EXERCISE GOAL –
Scan the listing and copy each line where the word "query" is present.

GIVEN ENTRIES –
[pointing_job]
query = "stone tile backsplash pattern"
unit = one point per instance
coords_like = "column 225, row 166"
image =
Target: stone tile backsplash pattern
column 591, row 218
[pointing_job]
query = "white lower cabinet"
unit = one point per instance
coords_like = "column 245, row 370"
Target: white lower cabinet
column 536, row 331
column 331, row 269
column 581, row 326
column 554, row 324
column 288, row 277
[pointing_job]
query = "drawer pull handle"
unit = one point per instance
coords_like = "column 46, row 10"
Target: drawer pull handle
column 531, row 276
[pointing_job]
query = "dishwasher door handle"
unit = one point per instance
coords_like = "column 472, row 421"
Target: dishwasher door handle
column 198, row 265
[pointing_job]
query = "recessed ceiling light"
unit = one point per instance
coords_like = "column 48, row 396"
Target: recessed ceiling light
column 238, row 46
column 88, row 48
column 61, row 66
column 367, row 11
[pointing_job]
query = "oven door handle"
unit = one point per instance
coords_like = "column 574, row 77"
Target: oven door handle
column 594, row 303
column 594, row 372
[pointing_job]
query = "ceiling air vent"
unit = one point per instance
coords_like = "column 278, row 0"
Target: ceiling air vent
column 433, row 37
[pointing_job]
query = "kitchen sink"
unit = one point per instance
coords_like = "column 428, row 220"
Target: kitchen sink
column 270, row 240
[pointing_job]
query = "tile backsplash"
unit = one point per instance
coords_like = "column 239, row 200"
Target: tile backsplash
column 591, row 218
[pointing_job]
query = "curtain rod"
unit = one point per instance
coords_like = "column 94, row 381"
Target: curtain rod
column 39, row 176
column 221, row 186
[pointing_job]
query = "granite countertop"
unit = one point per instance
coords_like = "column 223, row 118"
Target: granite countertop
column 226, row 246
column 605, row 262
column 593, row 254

RESULT OF THE EXERCISE –
query = "stone tile backsplash pattern"
query = "white lower cabinet"
query = "drawer pull handle"
query = "dishwasher door handle"
query = "recessed ceiling light"
query = "oven door handle"
query = "ceiling air vent"
query = "kitchen sink"
query = "tile backsplash"
query = "curtain rod"
query = "granite countertop"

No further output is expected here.